**WRITTEN REQUEST:** Reproduce every one of the records below word for word, with no changes.

**DATA FOR PROCESSING:**
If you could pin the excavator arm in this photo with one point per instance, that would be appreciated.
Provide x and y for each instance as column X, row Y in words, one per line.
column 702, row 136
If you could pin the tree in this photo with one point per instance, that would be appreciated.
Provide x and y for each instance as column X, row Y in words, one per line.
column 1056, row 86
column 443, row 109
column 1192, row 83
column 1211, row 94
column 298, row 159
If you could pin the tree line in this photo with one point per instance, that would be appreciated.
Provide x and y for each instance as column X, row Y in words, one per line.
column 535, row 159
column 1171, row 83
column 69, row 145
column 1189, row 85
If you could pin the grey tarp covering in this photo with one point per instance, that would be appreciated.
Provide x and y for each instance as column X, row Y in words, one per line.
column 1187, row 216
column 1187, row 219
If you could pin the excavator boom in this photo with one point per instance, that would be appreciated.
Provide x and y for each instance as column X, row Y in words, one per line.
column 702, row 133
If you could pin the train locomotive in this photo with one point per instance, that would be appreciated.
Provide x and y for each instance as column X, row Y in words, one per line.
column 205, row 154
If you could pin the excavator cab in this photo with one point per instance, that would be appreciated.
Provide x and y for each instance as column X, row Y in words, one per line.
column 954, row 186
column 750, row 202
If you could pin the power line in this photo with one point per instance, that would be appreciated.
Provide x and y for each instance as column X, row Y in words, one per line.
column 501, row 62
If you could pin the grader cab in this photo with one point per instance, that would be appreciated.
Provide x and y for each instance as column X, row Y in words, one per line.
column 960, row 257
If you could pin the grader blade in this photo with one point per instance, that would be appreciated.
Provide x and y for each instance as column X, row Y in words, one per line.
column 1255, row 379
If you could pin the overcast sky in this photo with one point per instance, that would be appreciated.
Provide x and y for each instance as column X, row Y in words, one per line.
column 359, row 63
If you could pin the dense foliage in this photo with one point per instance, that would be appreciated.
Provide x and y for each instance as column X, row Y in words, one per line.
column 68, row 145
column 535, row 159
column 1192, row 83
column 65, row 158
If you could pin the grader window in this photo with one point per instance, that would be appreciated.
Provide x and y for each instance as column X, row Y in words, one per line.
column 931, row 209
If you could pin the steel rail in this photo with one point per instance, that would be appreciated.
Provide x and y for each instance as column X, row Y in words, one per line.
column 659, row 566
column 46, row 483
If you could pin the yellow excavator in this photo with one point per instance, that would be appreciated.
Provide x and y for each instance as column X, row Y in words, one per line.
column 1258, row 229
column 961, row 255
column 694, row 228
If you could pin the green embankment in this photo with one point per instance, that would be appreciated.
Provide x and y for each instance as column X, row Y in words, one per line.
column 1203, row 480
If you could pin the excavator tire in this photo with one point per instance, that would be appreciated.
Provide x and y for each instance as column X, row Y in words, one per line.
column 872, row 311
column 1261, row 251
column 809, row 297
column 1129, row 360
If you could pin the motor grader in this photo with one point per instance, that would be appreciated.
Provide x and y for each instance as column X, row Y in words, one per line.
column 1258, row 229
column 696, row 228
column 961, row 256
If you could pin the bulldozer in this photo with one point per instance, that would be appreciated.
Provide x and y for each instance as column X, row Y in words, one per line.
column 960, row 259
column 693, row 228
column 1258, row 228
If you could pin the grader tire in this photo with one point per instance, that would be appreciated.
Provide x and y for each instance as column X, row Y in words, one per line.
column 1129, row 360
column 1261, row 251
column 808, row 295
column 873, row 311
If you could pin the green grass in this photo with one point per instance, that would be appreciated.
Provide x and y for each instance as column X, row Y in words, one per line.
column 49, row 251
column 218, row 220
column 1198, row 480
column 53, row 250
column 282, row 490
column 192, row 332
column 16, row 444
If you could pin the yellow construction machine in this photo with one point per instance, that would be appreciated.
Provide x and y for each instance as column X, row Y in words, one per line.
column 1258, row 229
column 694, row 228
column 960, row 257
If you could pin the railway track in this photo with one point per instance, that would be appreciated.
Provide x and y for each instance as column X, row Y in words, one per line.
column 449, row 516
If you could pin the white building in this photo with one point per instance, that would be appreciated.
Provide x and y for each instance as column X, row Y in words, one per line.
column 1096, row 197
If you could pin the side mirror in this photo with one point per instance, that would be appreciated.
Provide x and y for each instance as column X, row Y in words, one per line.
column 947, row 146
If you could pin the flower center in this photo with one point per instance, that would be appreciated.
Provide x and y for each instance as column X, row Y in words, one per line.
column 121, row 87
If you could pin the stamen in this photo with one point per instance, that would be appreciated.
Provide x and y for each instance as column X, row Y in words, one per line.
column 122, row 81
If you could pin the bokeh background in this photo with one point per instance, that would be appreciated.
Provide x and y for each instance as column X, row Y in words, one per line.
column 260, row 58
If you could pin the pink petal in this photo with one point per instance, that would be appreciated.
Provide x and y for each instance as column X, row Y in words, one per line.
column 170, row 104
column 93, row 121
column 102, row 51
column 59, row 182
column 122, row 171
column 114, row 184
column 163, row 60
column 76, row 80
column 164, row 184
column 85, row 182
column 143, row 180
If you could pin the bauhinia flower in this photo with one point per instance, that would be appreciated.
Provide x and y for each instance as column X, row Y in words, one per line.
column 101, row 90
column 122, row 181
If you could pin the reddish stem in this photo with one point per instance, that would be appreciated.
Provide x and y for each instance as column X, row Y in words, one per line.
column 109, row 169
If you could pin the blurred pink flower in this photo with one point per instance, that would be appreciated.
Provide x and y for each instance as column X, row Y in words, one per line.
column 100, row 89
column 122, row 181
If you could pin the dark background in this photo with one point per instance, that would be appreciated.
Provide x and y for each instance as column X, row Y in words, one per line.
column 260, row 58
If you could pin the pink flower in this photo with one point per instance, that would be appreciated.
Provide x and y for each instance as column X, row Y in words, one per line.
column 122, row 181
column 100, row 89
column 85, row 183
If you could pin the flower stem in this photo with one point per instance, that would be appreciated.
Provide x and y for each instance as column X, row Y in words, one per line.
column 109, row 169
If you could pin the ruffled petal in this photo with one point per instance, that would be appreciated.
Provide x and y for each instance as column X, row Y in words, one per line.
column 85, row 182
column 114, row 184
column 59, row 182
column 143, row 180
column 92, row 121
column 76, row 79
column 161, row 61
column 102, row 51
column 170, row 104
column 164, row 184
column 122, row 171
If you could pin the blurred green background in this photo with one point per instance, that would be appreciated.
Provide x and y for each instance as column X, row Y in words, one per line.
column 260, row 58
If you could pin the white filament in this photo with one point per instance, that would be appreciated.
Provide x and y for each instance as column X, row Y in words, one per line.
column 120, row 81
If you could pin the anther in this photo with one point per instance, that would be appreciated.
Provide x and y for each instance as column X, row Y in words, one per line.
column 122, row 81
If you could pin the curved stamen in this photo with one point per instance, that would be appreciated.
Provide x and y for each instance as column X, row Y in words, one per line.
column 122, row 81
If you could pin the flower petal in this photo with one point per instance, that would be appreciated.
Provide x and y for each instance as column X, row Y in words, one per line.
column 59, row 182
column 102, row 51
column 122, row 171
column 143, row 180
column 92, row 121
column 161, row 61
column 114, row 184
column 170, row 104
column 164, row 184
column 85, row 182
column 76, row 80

**FINISHED TASK:**
If you could pin the excavator arm in this photo with one point per instance, that would be appreciated.
Provide x and y for each instance as column X, row Y in words, one per line.
column 702, row 136
If you could pin the tree in this photo with one point per instance, that would be appreciated.
Provide x and y for each instance as column X, row Y in words, one per line.
column 1056, row 86
column 443, row 109
column 1192, row 83
column 1211, row 94
column 298, row 159
If you could pin the tree line in this photo with one point per instance, that would be appreciated.
Provide x and y for each instance as column X, row Y in words, one per line.
column 535, row 159
column 1171, row 83
column 69, row 145
column 1189, row 85
If you could pin the grey tarp covering in this photo with one point per instance, that would be appreciated.
Provide x and y for each instance as column X, row Y in words, one per line.
column 1187, row 216
column 1187, row 219
If you could pin the excavator boom in this photo with one point per instance, that would be appreciated.
Provide x and y for each instance as column X, row Y in words, one per line.
column 702, row 133
If you could pin the train locomotive in this photo with one point per instance, that would be appreciated.
Provide x and y for each instance as column X, row Y in words, one per line.
column 205, row 154
If you could pin the excavator cab in this photo with one point per instance, that would be appreciated.
Provide x and y for each instance as column X, row Y in words, one per line.
column 954, row 186
column 750, row 202
If you could pin the power line in this photo with one point per instance, that would be appreciated.
Provide x and y for each instance as column X, row Y in words, one per line.
column 501, row 62
If you could pin the grader cab in this photo with one point per instance, that would be appreciated.
Provide x and y for each instance as column X, row Y in words, one per line.
column 960, row 257
If you could pin the grader blade in this photo with one point per instance, that would be appreciated.
Provide x and y for each instance as column X, row Y in words, one per line.
column 1255, row 379
If you could pin the overcast sky in this photo with one point per instance, that would be appreciated.
Provide x and y for each instance as column X, row Y in words, one per line.
column 359, row 63
If you could pin the dense foliage in this photo with one point per instance, that would be appreciated.
Provide x and y for each instance as column X, row Y in words, one per line.
column 68, row 145
column 535, row 159
column 1192, row 83
column 65, row 158
If you could pin the grader window in this photo with one point per instance, that would be appreciated.
Provide x and y for each instance as column X, row Y in words, one per line.
column 931, row 209
If you could pin the steel rail in this photo with one point per instance, that would be appreciated.
Provide x and y for each instance as column X, row Y in words, one per line.
column 659, row 566
column 46, row 483
If you could pin the yellow excavator in this photo with one point per instance, that would be appreciated.
Provide x and y for each instance as column X, row Y in words, one per line.
column 1258, row 229
column 961, row 255
column 694, row 228
If you could pin the green embankment in this photo with one point per instance, that would be appreciated.
Provide x and y for each instance as column X, row Y in words, one per line.
column 1203, row 480
If you could pin the excavator tire in this photo with one point per instance, that would be appreciated.
Provide x and y for each instance as column X, row Y in words, one per line.
column 872, row 311
column 1261, row 251
column 809, row 297
column 1129, row 360
If you could pin the motor grader in this photo with one point per instance, that would be appreciated.
Provide x and y for each instance as column X, row Y in words, one per line.
column 1258, row 229
column 696, row 228
column 961, row 256
If you could pin the bulldozer in this photo with one point per instance, that would be appreciated.
Provide x and y for each instance as column X, row Y in words, one per line.
column 960, row 259
column 693, row 228
column 1258, row 228
If you could pin the grader tire in this photo with one point per instance, that would be appreciated.
Provide x and y for each instance as column X, row Y in words, one per line.
column 1129, row 360
column 1261, row 251
column 808, row 295
column 873, row 311
If you could pin the green grass in this photo with one point per instance, that would be appreciated.
Provide x and y for each instance as column X, row Y in words, one per line.
column 49, row 251
column 218, row 220
column 1198, row 480
column 53, row 250
column 282, row 490
column 192, row 332
column 16, row 444
If you could pin the yellow construction machine in this photo with one point per instance, that would be appreciated.
Provide x and y for each instance as column X, row Y in words, one per line.
column 1258, row 229
column 694, row 228
column 960, row 257
If you could pin the railway track in this photo with one point per instance, that would be appreciated.
Provide x and y for each instance as column X, row Y in words, one per line.
column 449, row 516
If you could pin the white building in this photo with one point per instance, that would be appreciated.
Provide x and y for each instance as column X, row Y in words, one per line.
column 1096, row 197
If you could pin the side mirror in this photo with one point per instance, that would be appreciated.
Provide x and y for each instance as column X, row Y in words, one per line.
column 947, row 146
If you could pin the flower center in this photo with one point per instance, that would be appreciated.
Provide x and y for each instance as column X, row Y in words, one per line.
column 121, row 87
If you could pin the stamen in this photo with one point per instance, that would be appreciated.
Provide x and y for each instance as column X, row Y in words, one per line.
column 122, row 81
If you could pin the bokeh background in this photo with one point per instance, that would be appreciated.
Provide x and y for each instance as column X, row Y in words, one per line.
column 260, row 58
If you could pin the pink petal in this photo with one point per instance, that would be appreciated.
Provide x and y for each instance as column X, row Y in words, one per line.
column 170, row 104
column 93, row 121
column 102, row 51
column 59, row 182
column 122, row 171
column 114, row 184
column 163, row 60
column 76, row 80
column 164, row 184
column 85, row 182
column 143, row 180
If you could pin the bauhinia flower in this photo with one point per instance, that would be appreciated.
Provide x and y for each instance as column X, row Y in words, one per line.
column 101, row 90
column 122, row 181
If you could pin the reddish stem in this photo with one point per instance, that would be appreciated.
Provide x and y for each instance as column X, row Y in words, one per line.
column 109, row 169
If you could pin the blurred pink flower in this photo with one point per instance, that would be appreciated.
Provide x and y for each instance as column X, row Y in words, one per line.
column 100, row 89
column 122, row 181
If you could pin the dark background in this photo with one point per instance, that would be appreciated.
Provide x and y for each instance as column X, row Y in words, one per line.
column 260, row 58
If you could pin the pink flower in this photo with one point per instance, that would be appreciated.
Provide x and y for each instance as column X, row Y in words, one per line.
column 122, row 181
column 100, row 89
column 85, row 183
If you could pin the flower stem in this photo with one point per instance, that would be appreciated.
Provide x and y for each instance as column X, row Y in words, one per line.
column 109, row 169
If you could pin the ruffled petal in this photo with one point per instance, that would be appreciated.
Provide x and y for each instance as column X, row Y in words, one per line.
column 85, row 182
column 114, row 184
column 59, row 182
column 143, row 180
column 92, row 121
column 76, row 79
column 161, row 61
column 102, row 51
column 170, row 104
column 164, row 184
column 122, row 171
If you could pin the blurred green background in this photo with one point per instance, that would be appreciated.
Provide x and y for each instance as column X, row Y in words, one per line.
column 260, row 58
If you could pin the white filament in this photo with one point per instance, that would be appreciated.
Provide x and y for each instance as column X, row Y in words, one per line.
column 120, row 81
If you could pin the anther in this photo with one point per instance, that would be appreciated.
Provide x and y for each instance as column X, row Y in words, one per line.
column 122, row 81
If you could pin the curved stamen in this photo with one point per instance, that would be appreciated.
Provide x and y for each instance as column X, row Y in words, one per line.
column 122, row 81
If you could pin the flower petal in this photo with one point per instance, that would be appreciated.
Provide x and y for each instance as column X, row Y in words, one per line.
column 59, row 182
column 102, row 51
column 122, row 171
column 143, row 180
column 92, row 121
column 161, row 61
column 114, row 184
column 170, row 104
column 164, row 184
column 85, row 182
column 76, row 80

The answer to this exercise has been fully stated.